▸ **Task to complete**
Without including any images, reproduce each entry exactly.

[Labeled-object pointing entries]
[start]
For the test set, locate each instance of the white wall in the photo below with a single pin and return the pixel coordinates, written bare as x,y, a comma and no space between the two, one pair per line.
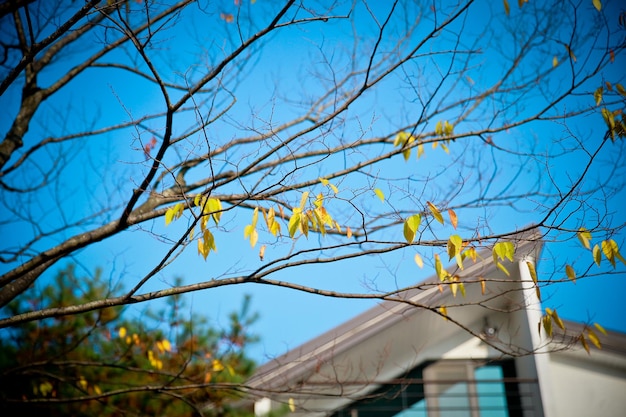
583,385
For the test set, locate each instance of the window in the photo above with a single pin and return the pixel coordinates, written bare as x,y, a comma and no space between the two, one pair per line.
448,388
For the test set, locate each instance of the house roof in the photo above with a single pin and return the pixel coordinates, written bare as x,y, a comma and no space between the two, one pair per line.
418,303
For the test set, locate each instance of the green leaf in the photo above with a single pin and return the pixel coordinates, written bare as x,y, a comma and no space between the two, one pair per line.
584,236
571,274
435,211
597,95
597,4
411,224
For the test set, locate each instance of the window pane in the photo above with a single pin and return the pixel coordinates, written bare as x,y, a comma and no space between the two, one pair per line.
491,392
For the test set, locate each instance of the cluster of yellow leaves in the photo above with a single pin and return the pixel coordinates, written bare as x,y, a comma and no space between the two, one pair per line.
607,247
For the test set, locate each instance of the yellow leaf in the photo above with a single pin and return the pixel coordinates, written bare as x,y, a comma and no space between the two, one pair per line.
411,224
547,325
593,337
584,236
584,343
439,127
600,328
418,260
453,219
435,211
597,95
303,200
294,223
503,269
597,4
571,54
597,255
213,207
173,212
379,194
167,346
217,366
571,274
533,271
82,383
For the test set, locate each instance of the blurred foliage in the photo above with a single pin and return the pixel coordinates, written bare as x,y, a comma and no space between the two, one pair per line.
107,363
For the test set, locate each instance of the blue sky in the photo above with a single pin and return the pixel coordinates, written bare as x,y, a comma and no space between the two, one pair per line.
285,71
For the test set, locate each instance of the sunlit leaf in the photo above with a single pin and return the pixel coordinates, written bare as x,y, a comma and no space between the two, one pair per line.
439,128
571,274
292,405
418,260
217,366
571,53
597,255
584,343
411,224
597,4
379,194
173,212
597,95
600,328
532,271
453,219
611,251
593,337
584,236
303,200
503,269
435,211
294,223
547,324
[end]
▸ **Answer to the problem**
For the test set, locate each instance of the white wall in the photo below with a single pin and return the pixel coordinates, written bare as x,y, a comma and no space between the two, one pair per line.
583,385
For the test set, locate each instance of the window in the photo above with a single pin and return the pixel coordinates, written bare as x,y, a comma and no space between the two, one pair per line.
448,388
For the test set, locate each instance of the house roof in the photo above with a single pin and return the pixel coordinates, written bare as x,y, a comma and no space between the two, one pair per line.
418,303
For the test set, locate each instance of the green leaf in the photo above with a single pin and return the pixel coordinates, written bare as x,y, a comma and no space between the two, one pair per line.
584,236
571,274
435,211
597,95
597,4
411,224
For the test set, locate each instance of the window pane in the photo above with a single pin and return the pixel coordinates, written bare as x,y, a comma and no space between the two, one pair per line.
491,392
For the test set, locate each instance of the cluster of yellow leaves in the photo above with a single pin and return the pixel coordinates, written bare as x,y, a comma and no space between the two, one pair per line.
607,247
For the test set, locate each instance of the yellow leaf in the photo above with a single pin and return the pixel coordinates, written bare as x,y, a comma and no space between the two, one pair per line.
411,224
547,325
593,337
584,236
584,343
439,127
600,328
418,260
453,219
435,211
597,95
303,200
294,223
503,269
597,4
571,54
597,255
213,207
173,212
379,194
167,346
217,366
571,274
533,271
82,383
For the test set, locate each instance of the blurred foliage in the photo above with a single pin and return the pixel coordinates, written bare as x,y, a comma and no space between the two, one pair per line.
107,363
For the test set, locate each instance of the blue sky in the photo above with a single pin and return the pixel coordinates, written bare as x,y, a comma and no space between the two, one pair per line.
285,71
For the test set, locate each instance of the sunlit leaf in the photo above with a single pin and return the pixel coordinates, written bare as x,y, a comma and no space between the two, one pair per line.
439,128
571,274
292,405
418,260
217,366
571,53
597,255
584,343
411,224
597,4
379,194
173,212
597,95
600,328
532,271
453,219
611,251
593,337
584,236
303,200
503,269
435,211
294,223
547,324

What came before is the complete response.